*Text under study*.
Comparative analysis of diarrheal cases (A), depression and flank scores (B), and individualized medication use (C) among piglets, based on different vaccination protocols (T1, T2, T3, and T4). a–b Distinct letters above the bars indicate significant differences (p ≤ 0.05) according to Dunn’s post hoc test, performed following analysis using the Kruskal–Wallis test. T1 received FLEXcombo® (Ingelvac®CircoFLEX + Ingelvac®MycoFLEX) via intramuscular injection, followed by Enterisol® Ileitis administered orally. T2 received FLEXcombo® via intramuscular injection, followed by Porcilis® Ileitis administered intramuscularly. T3 received Porcilis® PCV M HYO via intramuscular injection, followed by Porcilis® Ileitis also administered intramuscularly. T4 received FLEXcombo® via intramuscular injection, followed by a 0.9% saline solution administered intramuscularly. A total of 60 piglets per treatment were evaluated.

The level of depression (Figure 1B) was higher in the animals in T3 compared to the other groups (p < 0.05). For Depression Score 1, T3 had five animals compared to just one in T1 and none in T2 and T4 (p = 0.0087). Similarly, for Depression Score 2, T3 had five animals, while T1, T2, and T4 had none (p = 0.0015). When combining Depression Scores 1 and 2, T3 showed a total of 10 animals with depression, which is 10 times higher than in T1, which had only one animal, and there were no cases in T2 and T4 (p < 0.0000). Regarding Flank Score 3 (Figure 1B), which indicates severely lean and empty flank piglets, T3 had a higher number of cases, with 25 animals. This represents an increase of 177% compared to T2 (nine animals) and 127% compared to T1 (11 animals; p = 0.0024).

Considering the variables related to animal health, the number of animals that required individualized therapeutic medications (Figure 1C) showed no differences between treatments (p = 0.8320). However, when analyzing the total number of medications administered, it was observed that the animals in treatment T3 received more frequent therapeutic interventions (n = 20) compared to the other groups: T1 (n = 9), T2 (n = 8), and T4 (n = 8) (p = 0.0104). This accounted for a notable increase, with T3 representing a 150% increase compared to T2 and T4 and a 122% increase compared to T1.

The animals vaccinated against L. intracellularis in T2 and T3 maintained a mean rectal temperature equal to or higher than 39.69 °C in the post-vaccination periods (Table 3). In contrast, the piglets from the T1 group showed lower temperatures (p > 0.05) 8 h and 24 h after vaccine application. The post-vaccine values of T1 and T4 were similar.

Table 3.

Rectal temperature of piglets before and after vaccination against L. intracellularis under different treatment protocols.

Temperature (°C) Treatments CV (%) p-Value
T1 (* n = 20) T2 (n = 20) T3 (n = 20) T4 (n = 20)

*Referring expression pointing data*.
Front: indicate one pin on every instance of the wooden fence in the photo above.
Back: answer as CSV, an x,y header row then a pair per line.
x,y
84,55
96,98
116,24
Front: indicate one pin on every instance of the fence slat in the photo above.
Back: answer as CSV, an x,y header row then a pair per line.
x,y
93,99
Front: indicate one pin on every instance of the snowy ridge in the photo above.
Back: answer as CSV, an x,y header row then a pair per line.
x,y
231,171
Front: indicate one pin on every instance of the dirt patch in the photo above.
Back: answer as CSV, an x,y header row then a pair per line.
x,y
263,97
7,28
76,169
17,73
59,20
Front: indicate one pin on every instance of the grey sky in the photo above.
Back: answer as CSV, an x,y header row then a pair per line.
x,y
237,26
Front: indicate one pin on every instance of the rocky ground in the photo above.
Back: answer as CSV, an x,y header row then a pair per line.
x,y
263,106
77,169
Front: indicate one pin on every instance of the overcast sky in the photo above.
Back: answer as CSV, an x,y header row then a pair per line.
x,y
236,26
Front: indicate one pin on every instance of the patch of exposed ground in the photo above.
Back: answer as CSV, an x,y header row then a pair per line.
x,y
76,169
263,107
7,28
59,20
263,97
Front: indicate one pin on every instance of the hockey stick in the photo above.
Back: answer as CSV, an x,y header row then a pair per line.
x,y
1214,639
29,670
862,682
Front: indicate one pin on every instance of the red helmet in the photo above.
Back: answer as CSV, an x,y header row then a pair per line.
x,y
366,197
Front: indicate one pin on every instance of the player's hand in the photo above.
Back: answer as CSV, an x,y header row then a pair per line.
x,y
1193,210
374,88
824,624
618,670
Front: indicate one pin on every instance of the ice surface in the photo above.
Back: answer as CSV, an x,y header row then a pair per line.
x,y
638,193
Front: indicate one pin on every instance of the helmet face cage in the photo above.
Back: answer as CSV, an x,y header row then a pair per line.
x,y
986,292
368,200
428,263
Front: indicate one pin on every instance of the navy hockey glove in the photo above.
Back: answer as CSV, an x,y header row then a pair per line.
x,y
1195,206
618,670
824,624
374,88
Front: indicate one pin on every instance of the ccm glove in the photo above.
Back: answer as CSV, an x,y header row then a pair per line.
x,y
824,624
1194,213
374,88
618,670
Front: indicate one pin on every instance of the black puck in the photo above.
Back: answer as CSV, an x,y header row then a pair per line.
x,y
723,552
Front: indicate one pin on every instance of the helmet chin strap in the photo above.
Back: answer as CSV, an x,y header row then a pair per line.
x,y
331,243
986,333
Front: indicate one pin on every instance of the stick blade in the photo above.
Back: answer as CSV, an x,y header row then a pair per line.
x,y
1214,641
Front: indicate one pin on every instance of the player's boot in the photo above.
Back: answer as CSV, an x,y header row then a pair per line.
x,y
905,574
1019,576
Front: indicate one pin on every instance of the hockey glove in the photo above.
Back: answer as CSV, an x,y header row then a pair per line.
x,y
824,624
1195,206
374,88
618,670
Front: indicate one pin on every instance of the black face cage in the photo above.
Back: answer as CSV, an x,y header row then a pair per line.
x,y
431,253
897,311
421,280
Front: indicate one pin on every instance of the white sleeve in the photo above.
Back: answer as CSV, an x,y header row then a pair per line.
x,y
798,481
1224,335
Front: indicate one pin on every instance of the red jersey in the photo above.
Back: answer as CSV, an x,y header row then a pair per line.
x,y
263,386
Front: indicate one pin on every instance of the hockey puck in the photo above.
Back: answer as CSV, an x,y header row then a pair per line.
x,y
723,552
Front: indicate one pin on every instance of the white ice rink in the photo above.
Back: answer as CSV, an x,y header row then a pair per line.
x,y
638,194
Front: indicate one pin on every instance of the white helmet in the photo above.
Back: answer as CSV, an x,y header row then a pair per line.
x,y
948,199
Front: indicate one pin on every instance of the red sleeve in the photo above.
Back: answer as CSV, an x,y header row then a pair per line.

*Problem 1*. In the text on piglet vaccination protocols, which post hoc test was performed after the Kruskal–Wallis test?
*Problem 2*. Copy the passage of the text on piglet vaccination protocols from "The animals vaccinated" to "different treatment protocols.".

*Written answer 1*. Dunn’s post hoc test.

*Written answer 2*.
The animals vaccinated against L. intracellularis in T2 and T3 maintained a mean rectal temperature equal to or higher than 39.69 °C in the post-vaccination periods (Table 3). In contrast, the piglets from the T1 group showed lower temperatures (p > 0.05) 8 h and 24 h after vaccine application. The post-vaccine values of T1 and T4 were similar.

Table 3.

Rectal temperature of piglets before and after vaccination against L. intracellularis under different treatment protocols.